▶ _Source passage_
↓↓↓
Morocco is often invoked as a model “moderate” Islamic state. But it looks as if the jihadists have been able to gain a foothold there as well, the same way they have been able to do so everywhere: through intimidation and appeals to the Qur’an and Sunnah. “Arrests spark fears of armed Islamist takeover,” from the Washington Times, with thanks to Twostellas:
RABAT, Morocco — Police have arrested more than 500 Islamist activists since late May on accusations that they were planning a coup to replace Morocco’s pro-U.S. monarchy with an Islamic state.
Most were released swiftly, but the arrests revived fears that the country’s largest Islamic movement, Al Adl wa al Ihsane, or Justice and Charity, is preparing to take up arms to fulfill predictions from the group’s own Sufi mystics that Morocco’s monarchy will fall this year.
The group, which already has Islamized higher education in Morocco, wants to replace the monarchy with an Islamic state and cut all political, cultural and economic relations with the West — moves that it argues will end poverty and corruption in Morocco.
So far, its hundreds of thousands of followers have been content to patiently wait for an Islamic state to emerge. However, as the group’s mystics churn out religiously inspired visions at an ever-faster rate, analysts fear the group will have to take action or risk losing credibility….
Sheik Yassine added that, for 14 centuries, “politics and spirituality have been kept apart by the Arab elites. And we have been able to reconnect these two aspects of Islam — and that is why people fear us.”
George Joffe, a North Africa specialist at the Center of International Studies at Cambridge University, said Al Adl wa al Ihsane “may not be directly threatening violence, but their subtext is that the government is creating conditions which might cause violence to erupt.”…
“They have changed the universities into places of intolerance — against girls, against gays, Jews, alcohol — against almost everything,” said Jamal Berraoui, editor of Voice of the People, a Casablanca newspaper. “They hold the universities hostage. They have created a climate of intellectual terrorism.”
↑↑↑
▶ _Work to be completed_
Copy out everything in the article on Morocco from "Morocco is often" down to "fall this year.", word for word.

▶ _Data excerpts_
↓↓↓
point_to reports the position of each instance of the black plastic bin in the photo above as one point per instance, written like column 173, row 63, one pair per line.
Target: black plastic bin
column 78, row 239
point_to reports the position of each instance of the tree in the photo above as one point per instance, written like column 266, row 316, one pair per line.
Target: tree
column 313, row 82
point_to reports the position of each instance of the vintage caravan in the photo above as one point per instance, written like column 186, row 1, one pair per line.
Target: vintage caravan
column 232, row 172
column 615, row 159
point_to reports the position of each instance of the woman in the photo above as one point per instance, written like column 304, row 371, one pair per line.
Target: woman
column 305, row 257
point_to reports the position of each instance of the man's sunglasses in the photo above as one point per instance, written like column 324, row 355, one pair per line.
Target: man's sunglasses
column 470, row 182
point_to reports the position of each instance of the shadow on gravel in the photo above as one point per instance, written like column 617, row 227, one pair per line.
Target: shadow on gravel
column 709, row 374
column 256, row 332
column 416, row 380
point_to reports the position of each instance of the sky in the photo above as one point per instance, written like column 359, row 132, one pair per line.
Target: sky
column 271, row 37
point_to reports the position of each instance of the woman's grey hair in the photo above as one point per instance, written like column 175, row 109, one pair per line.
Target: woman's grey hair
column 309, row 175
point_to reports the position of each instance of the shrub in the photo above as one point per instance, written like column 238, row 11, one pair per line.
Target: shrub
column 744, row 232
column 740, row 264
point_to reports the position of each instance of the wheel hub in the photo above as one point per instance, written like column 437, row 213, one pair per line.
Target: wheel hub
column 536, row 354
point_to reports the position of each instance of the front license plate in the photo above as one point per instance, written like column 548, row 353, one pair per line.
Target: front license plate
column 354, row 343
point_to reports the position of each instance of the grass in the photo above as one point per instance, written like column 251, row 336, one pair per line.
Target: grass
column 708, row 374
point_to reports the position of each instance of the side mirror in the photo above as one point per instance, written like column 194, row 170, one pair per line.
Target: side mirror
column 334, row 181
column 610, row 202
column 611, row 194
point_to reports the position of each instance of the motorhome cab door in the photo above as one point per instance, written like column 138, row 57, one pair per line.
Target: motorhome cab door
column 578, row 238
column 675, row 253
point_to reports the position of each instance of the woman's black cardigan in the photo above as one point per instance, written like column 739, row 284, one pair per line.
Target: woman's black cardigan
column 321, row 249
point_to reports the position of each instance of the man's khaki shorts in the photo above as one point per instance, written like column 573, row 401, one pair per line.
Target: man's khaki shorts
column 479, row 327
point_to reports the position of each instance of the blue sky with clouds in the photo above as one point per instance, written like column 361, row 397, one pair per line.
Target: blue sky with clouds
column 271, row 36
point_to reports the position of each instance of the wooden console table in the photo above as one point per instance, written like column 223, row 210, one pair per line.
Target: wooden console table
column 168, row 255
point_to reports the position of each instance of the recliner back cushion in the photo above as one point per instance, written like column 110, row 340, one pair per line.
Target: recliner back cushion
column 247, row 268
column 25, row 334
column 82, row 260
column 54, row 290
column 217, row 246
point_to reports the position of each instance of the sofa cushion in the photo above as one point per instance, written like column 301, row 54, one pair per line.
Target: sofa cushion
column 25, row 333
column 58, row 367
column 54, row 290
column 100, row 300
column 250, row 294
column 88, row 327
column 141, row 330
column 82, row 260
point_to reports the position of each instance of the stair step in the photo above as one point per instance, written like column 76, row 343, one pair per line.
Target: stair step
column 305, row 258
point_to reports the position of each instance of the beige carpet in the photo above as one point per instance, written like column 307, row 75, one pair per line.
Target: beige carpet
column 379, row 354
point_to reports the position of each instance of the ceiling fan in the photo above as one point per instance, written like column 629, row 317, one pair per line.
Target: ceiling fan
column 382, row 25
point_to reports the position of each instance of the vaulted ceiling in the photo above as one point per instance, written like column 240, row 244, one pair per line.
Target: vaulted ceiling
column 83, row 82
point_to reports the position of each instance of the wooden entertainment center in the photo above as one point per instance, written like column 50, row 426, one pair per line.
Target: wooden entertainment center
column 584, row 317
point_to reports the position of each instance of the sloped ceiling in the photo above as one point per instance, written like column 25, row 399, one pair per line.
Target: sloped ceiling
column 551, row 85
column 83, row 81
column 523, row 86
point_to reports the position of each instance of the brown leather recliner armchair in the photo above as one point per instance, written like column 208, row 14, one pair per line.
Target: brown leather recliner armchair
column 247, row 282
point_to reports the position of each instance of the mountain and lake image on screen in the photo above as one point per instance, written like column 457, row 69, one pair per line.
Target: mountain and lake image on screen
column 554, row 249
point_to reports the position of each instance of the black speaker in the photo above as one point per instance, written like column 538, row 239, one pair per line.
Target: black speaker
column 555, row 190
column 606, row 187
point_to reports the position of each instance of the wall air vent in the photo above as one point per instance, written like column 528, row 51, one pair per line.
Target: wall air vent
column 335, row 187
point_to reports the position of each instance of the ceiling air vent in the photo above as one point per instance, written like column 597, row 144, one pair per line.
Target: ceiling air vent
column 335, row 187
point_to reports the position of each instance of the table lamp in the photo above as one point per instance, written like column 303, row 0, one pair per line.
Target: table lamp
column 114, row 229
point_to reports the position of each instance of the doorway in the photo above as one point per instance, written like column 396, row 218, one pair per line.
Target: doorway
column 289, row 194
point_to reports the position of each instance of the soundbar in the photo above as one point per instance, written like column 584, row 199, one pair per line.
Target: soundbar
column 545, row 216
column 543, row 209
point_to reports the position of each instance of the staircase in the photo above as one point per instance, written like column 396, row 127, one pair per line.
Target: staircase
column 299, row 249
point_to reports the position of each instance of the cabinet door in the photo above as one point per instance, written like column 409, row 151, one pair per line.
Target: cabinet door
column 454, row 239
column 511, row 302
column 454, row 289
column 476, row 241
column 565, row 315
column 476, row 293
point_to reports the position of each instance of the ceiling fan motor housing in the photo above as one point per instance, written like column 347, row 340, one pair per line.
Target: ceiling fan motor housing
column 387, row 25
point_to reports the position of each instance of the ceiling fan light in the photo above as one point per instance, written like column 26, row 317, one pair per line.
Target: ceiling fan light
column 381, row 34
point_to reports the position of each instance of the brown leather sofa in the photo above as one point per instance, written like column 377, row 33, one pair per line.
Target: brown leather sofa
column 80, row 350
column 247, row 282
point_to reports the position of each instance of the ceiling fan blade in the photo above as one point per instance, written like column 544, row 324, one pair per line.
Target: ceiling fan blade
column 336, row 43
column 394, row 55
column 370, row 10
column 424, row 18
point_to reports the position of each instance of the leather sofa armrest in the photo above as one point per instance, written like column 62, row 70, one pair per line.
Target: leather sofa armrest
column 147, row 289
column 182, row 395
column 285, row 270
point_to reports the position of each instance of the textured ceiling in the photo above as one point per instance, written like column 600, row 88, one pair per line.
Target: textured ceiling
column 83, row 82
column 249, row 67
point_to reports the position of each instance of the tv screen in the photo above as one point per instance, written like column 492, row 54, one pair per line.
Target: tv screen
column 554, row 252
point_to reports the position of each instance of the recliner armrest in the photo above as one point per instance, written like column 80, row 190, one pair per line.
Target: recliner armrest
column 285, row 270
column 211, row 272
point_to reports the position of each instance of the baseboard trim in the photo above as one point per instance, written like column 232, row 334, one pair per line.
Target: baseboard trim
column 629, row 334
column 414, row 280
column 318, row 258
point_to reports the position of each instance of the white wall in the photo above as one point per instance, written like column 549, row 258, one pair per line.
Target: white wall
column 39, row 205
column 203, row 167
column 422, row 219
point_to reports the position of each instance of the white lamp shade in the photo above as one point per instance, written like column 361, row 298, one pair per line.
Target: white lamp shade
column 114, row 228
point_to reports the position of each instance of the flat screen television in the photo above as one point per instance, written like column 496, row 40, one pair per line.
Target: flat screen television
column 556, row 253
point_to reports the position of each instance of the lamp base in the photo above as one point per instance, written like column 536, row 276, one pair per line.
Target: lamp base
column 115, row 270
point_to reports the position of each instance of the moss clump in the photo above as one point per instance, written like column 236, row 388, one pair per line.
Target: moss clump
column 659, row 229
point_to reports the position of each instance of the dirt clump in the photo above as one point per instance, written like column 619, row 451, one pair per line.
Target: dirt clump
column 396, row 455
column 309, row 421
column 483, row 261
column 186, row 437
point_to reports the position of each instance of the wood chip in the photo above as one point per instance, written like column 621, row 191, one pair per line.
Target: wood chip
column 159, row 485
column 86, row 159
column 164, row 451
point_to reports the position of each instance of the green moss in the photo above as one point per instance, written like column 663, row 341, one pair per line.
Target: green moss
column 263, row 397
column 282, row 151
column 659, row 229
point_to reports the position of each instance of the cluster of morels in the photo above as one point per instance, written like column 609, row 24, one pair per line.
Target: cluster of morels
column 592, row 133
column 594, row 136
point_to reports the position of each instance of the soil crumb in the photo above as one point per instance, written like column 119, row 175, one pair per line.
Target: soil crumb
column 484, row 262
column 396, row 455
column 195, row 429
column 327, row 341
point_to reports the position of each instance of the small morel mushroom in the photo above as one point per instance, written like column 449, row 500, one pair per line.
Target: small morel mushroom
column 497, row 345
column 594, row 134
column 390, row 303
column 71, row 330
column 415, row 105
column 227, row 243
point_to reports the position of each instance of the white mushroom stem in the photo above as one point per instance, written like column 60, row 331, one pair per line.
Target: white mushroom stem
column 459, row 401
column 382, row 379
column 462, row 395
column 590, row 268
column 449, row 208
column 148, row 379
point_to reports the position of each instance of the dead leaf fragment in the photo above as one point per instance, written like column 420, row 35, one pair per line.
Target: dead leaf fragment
↑↑↑
▶ _Solution to this exercise_
Morocco is often invoked as a model “moderate” Islamic state. But it looks as if the jihadists have been able to gain a foothold there as well, the same way they have been able to do so everywhere: through intimidation and appeals to the Qur’an and Sunnah. “Arrests spark fears of armed Islamist takeover,” from the Washington Times, with thanks to Twostellas:
RABAT, Morocco — Police have arrested more than 500 Islamist activists since late May on accusations that they were planning a coup to replace Morocco’s pro-U.S. monarchy with an Islamic state.
Most were released swiftly, but the arrests revived fears that the country’s largest Islamic movement, Al Adl wa al Ihsane, or Justice and Charity, is preparing to take up arms to fulfill predictions from the group’s own Sufi mystics that Morocco’s monarchy will fall this year.